### Document extract
Matt Bomer: Larry Kramer saved my life
LOS ANGELES—“On some level, Larry Kramer probably saved my life,” Matt Bomer declared about the playwright, public health advocate and gay rights activist behind “The Normal Heart.” When Matt was 14 years old, he read the play, which resulted from Larry’s frustration with the bureaucratic paralysis and apathy of gay men when AIDS was spreading in the 1980s.
“If I hadn’t read him, there were so many things that I wouldn’t have known, coming into my formative years and young adulthood,” said Matt in an interview at The London Hotel in Manhattan. “While the play inspired me, it also scared me—that served me well as an adult.”
Matt is in the cast of the long-awaited TV-movie adaptation by HBO of “The Normal Heart,” a largely autobiographical play on the beginnings of the AIDS crisis in the early 1980s from the perspective of Ned Weeks (played by Mark Ruffalo), a gay activist whose aggressive tactics contrast with the less confrontational method opted by his friends, including his lover, Felix Turner (Matt).

### Supplied data

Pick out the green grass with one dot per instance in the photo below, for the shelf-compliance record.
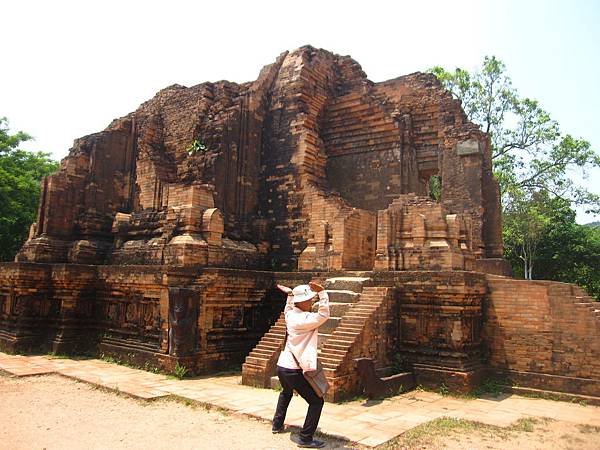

### Exercise set
1. In the Matt Bomer article, how old was Bomer when he read "The Normal Heart"?
2. Continue the Matt Bomer article from the end of its last sentence.
You won't need the data for any of this.

### Expected responses
1. He was 14 years old.

2.
Matt, who is reportedly reprising his Ken role in “Magic Mike XXL,” said that when he first read the play in his early teens, he became aware of the AIDS/HIV crisis. “I knew that there was an inherent risk of death with sex.”
The Texas native recalled, “I was living in suburban Texas and had a very progressive drama teacher who would order plays that were going on and off Broadway so we could read them. I was immediately struck by the social injustice, the way the gay community was being treated. It immediately lit a fire in my belly.”
In high school, Matt was dating girls. He said it wasn’t until he was in his early 20s that he had homosexual relationships.
Matt came out as gay in 2012 when he acknowledged his partner, publicist Simon Halls, and their sons (an 8-year-old and a set of 6-year-old twins) through surrogacy, in his acceptance remarks as the recipient of a Steve Chase Humanitarian Award. He and Simon had a private wedding in 2011.
The actor who started in theater and TV soap dramas expressed gratitude to advocates and AIDS/HIV advocacy groups in the 1980s who championed gay rights and issues. “I know that I wouldn’t have the right to get married today if it weren’t for people like Larry Kramer (now 78) and those organizations,” he stressed.
He is buoyed by the attitude of his kids’ generation. “They are so open-minded and accepting, at least in New York and LA,” Matt said. “They care (more) about your character. Our kids go to school. And the kids there don’t bat an eye that our children have two dads.”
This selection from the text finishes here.